Cinchel
Reign Water

2014

 

 

 

 

Reign Water by Chicago-based guitarist and Drone aficionado Cinchel aka Jason Shanley is one of his few works which are released by a label. In this case, Emily Loren Ferrell is lucky enough to feature it on her Subterranean Tide label. Released in February 2014, available to stream and download for free at Bandcamp, the album’s appearance on the label has not manifested itself in an arbitrary manner. The opposite is the case: the name and meaning of the label are found throughout the album as Cinchel takes the stardust-coated dark matter bass of Isolation Experiments Vol 1, the quasi-Hauntology case study of Quiet Nights, Lonesome Woods and as well as the rock-solid dobs and blebs of Diamond In The Rough (all 2013) down below. The impression of being trapped in a cave while still floating in space results in a heterodyned coocurrence, one whose key features are bedazzlement, bewilderment and many other be-nouns. This dichotomy must not happen. But it does on Reign Water, a release whose liquedous physiognomy is more of an apparition than an agenda. Indeed, it is surprising how few instances of your classic Ambient’s driblets, faucets or bubbles are injected here. A field recording here, a processed sound source there, held together by guitars, yep, it would have been so easy to do just that. But Cinchel’s final vision differs very much, is excitingly remote and prone to show frequencies that want to remain independent at all costs (though the release is free). Read more about a highly intriguing and alienating work that leaves the listener in the dark throughout its runtime… by blinding him or her with incisive light.

 

The eponymous opener showcases the tools and textures at Cinchel’s disposal, and considering the oftentimes raucous-exciting space explorations, even if they take place in mere forests such as in the multifaceted Quiet Nights, Lonesome Woods, Reign Water offers a completely calcined complexion. Highly placid and fragile, wraithlike and tastefully diluted like the front artwork, the gateway to Cinchel’s gossamer EP is torn between the crystalline elysium, its various synth-oid sparks and an overdriven low frequency undercurrent whose stokehold protrusions vaporize thermal warmth like a heating loop recirculation pump. The term loop clinches the interim perception, for the undulation is indeed based on loops, however, they soak and seep through the etiolated 2D panorama. Even though the frequencies of both the pristine and the rubicund countermovements reach the listener’s ear simultaneously, they seem to be kept apart by a razor-sharp selectivity. These two layers are not meant to be united. Which, of course, is what happens in the next track anyway. From The Rooftop Through The Gutter is a moderately heavy behemoth running for over nine minutes. The concomitance of somnolent engine casings in tandem with their characteristic micro oscillations and superimposed diaphanous sine tones as luminous threads lead to polyphonous formations of wonder, verdure and magic. Were it not for the pipes, machineries and radiators as the backdrops, their scintillating light would evoke a fairy tale. The very moment these innocent sine tones face screeching guitar juxtapositions, the track ventures into space and becomes in what I have previously called a conglomeration of Jericho dissonances and superimposed apparitions that defy the space ape! Or in short: cacophonies break through walls. From The Rooftop Through The Gutter translates to “from the blistering ignis fatuus to a ablaze turmoil.”

**Prompt A**: Lay out each line of the records below as a JSON list of strings, one string per line, omitting blank lines.

**Entries shown**:
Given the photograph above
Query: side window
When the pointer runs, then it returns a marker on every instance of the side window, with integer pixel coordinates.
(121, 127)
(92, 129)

**Prompt B**: Per the review of Reign Water, why did the album's release on the Subterranean Tide label not happen arbitrarily? Explain in one to three sentences.

**Full output A**:
[
  "Given the photograph above",
  "Query: side window",
  "When the pointer runs, then it returns a marker on every instance of the side window, with integer pixel coordinates.",
  "(121, 127)",
  "(92, 129)"
]

**Full output B**: The name and meaning of the Subterranean Tide label are found throughout the album. Cinchel takes the dark matter bass of Isolation Experiments Vol 1, the quasi-Hauntology of Quiet Nights, Lonesome Woods and the dobs and blebs of Diamond In The Rough "down below."